--- Текст для изучения ---

• • • •

Хведченя, Тимофей

Поделись знанием:
Перейти к: навигация, поиск

Тимофей Хведченя (также Федосеня, псевдонимы: Вишневский, Кулевский; 9 июня 1893 , деревня Заравичи, ныне Лунинецкий район, Брестская область, Белоруссия — 1977, Варшава, Польша) — российский и польский белорусский военный и общественно-политический деятель, деятель белорусского национализма, антипольский и впоследствии антисоветский партизан, по профессии учитель.

Родился деревне Заравичи под Лунинцом. Обучался в гимназии в Слуцке, в 1916 году закончил шесть классов гимназии. В 1916 году также окончил 6-месячные офицерские курсы. В 1917 году был демобилизован из российской армии. В декабре 1917 года был поручиком 1-го белорусского пехотного полка в Минске, который формировался с разрешения главнокомандующего российской армии большевика Н. Крыленко. Однако командир Западного фронта А. Мясников приказал расформировать полк и включить его солдат в 289-й запасной полк. Когда немцы двинулись на восток, Тимофей Хведченя был среди белорусских военных, которые 19 февраля 1918 года подняли в Минске восстание и временно взяли власть в городе. Принимал участие в создании 1-го Минского Белорусского национального полка. Однако немцы не позволили сформировать белорусскую армию.

После этого Хведченя, вероятно, вернулся в родные места, так как в конце 1918 году он служил в Пинско-Волынском добровольческом батальоне. В 1919 году он был уже командиром батальона Красной армии в Слуцке. Во время польского наступления в Белоруссии Хведашчэня поднял антибольшевицкое восстание в своём батальоне и присоединился к 1-му белорусскому партизанскому отряду под командованием Лукаша Семеника, действовавшему в районе Борисова. Потерпев поражение от Красной армии, отряд скрывался в лесах. Когда польские войска подошли к Борисову, руководство отряда достигло соглашения с польским командованием и вывело его вместе с польским 3-м уланским полком в тылы Красной армии, что ускорило оступление последней от Борисова. Отряд Семеника, в котором служил Хведченя, оставался на фронте до ноября 1919 года. С июля 1919 по лето 1920 года Хведченя служил в Войске Польском как сотрудник II отдела (разведка и контрразведка) при командовании 2-й дивизии (позже 6-й дивизии).

• • • •

--- Набор заданий ---
1: Процитируйте из текста о Хведчене фрагмент, начиная со слов «Хведченя, Тимофей» и заканчивая словами «по профессии учитель.».
2: Ответьте на вопросы по тексту о Хведчене:
(а) В каком году Хведченя окончил шесть классов гимназии?
(б) Какого числа белорусские военные подняли восстание в Минске?
(в) До какого времени отряд Семеника оставался на фронте?
3: Продолжите текст о Хведчене после его последнего предложения.

• • • •

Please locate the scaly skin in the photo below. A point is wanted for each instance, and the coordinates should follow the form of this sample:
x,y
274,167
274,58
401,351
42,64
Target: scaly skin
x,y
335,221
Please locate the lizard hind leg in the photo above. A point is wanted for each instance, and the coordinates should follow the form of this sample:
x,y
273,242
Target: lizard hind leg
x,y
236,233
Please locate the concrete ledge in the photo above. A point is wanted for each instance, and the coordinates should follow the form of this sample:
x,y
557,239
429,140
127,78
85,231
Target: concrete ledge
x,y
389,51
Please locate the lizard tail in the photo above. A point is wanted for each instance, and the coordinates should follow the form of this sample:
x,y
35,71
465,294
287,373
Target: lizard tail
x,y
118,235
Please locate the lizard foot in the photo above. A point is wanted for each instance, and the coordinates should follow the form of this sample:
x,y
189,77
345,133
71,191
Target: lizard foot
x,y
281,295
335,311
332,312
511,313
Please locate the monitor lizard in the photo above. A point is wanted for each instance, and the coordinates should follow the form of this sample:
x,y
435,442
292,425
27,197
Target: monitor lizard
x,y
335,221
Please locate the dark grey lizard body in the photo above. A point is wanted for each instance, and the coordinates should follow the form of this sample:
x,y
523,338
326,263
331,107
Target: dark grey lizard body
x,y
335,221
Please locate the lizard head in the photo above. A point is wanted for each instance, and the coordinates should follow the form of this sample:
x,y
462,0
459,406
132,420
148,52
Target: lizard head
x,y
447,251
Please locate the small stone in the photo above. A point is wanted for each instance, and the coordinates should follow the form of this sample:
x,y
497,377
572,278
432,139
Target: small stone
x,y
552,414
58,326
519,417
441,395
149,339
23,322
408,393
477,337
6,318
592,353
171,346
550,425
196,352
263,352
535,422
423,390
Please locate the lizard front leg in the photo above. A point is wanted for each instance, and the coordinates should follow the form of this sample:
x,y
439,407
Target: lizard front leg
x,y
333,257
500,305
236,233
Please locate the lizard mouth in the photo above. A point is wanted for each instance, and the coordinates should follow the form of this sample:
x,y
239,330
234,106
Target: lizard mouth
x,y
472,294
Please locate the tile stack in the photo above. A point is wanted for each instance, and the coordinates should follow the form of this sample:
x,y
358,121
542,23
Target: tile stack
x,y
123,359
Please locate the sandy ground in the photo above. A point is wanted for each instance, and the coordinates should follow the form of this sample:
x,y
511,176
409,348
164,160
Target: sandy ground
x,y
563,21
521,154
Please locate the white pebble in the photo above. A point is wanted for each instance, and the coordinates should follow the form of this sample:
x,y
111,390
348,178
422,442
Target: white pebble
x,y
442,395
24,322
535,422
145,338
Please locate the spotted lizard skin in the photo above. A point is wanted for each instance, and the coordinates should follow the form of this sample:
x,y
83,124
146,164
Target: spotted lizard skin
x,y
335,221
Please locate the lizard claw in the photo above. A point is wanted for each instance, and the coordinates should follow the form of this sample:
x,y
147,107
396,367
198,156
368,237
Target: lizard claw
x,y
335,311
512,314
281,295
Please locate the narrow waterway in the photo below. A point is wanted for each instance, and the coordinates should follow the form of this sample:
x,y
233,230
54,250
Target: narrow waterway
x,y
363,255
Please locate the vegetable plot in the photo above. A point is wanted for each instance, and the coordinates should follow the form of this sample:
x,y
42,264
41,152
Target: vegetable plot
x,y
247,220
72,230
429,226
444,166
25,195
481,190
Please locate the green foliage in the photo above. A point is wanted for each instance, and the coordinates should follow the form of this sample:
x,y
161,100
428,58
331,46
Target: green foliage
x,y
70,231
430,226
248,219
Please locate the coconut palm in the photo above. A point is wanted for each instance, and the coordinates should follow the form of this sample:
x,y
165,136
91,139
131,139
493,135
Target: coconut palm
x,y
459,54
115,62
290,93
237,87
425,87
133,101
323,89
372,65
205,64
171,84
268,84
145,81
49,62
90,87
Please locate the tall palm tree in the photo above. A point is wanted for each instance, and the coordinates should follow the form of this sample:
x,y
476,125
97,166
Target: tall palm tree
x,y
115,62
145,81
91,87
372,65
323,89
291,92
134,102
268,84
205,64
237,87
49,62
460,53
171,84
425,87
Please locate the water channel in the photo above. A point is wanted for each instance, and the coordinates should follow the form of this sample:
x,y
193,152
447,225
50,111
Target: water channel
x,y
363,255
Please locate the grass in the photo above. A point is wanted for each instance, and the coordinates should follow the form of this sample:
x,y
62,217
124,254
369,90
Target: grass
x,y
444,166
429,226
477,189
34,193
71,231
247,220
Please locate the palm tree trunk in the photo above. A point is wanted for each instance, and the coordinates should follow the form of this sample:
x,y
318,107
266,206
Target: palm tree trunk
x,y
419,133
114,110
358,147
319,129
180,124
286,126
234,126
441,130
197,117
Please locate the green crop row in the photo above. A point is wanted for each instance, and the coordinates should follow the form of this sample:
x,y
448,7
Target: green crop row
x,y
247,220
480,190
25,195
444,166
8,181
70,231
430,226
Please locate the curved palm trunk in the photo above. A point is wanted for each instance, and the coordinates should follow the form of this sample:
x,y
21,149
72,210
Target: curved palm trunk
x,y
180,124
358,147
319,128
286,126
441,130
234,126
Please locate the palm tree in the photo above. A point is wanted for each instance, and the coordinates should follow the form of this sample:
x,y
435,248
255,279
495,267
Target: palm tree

• • • •

--- Ответы к заданиям ---
1:
Хведченя, Тимофей

Поделись знанием:
Перейти к: навигация, поиск

Тимофей Хведченя (также Федосеня, псевдонимы: Вишневский, Кулевский; 9 июня 1893 , деревня Заравичи, ныне Лунинецкий район, Брестская область, Белоруссия — 1977, Варшава, Польша) — российский и польский белорусский военный и общественно-политический деятель, деятель белорусского национализма, антипольский и впоследствии антисоветский партизан, по профессии учитель.

2:
(а) В 1916 году.
(б) 19 февраля 1918 года.
(в) До ноября 1919 года.

3:
Осенью 1920 года Хведченя как командир группы минских партизанских отрядов вместе с Вячеславом Адамовичем, председателем Белорусского политического комитета, Алесюком и другими с целью начать сотрудничество ради освобождения Белоруссии подписал телеграмму-обращение в адрес председателя Российского политического комитета во главе с Борисом Савинковым и Станиславом Булак-Балаховичем, в которой говорилось: «Страдая под игом захватчиков-большевиков, белорусский народ зовёт помочь ему освободиться и осуществить заветную мечту многих поколений о самостоятельной демократической Беларуси».

Затем занимался вербовкой добровольцев в Слуцке в армию генерала С. Булак-Балаховича. Воссоздал свой партизанский отряд, который в 1920 году присоединился к балаховцам. В условиях военных действий отряд Хведчени, по оценкам современников, отличался от других подразделений своими моралью и дисциплиной, имел собственное знамя и даже небольшой оркестр. Отряд капитана Хведчени был присоединён как Отдельный Белорусский батальон (вместе с кавалерийским взводом насчитывал 700 человек) ко 2-й Минской дивизии под командованием полковника Медарда Микоши. Капитан Хведченя принимал участие в военном походе генерала Булак-Балаховича против Красной армии. В составе группы полковника Микоши, которой была поставлена задача захватить Жлобин, участвовал боях под Мозырем, Петриковом, Калинковичами, Домановичах.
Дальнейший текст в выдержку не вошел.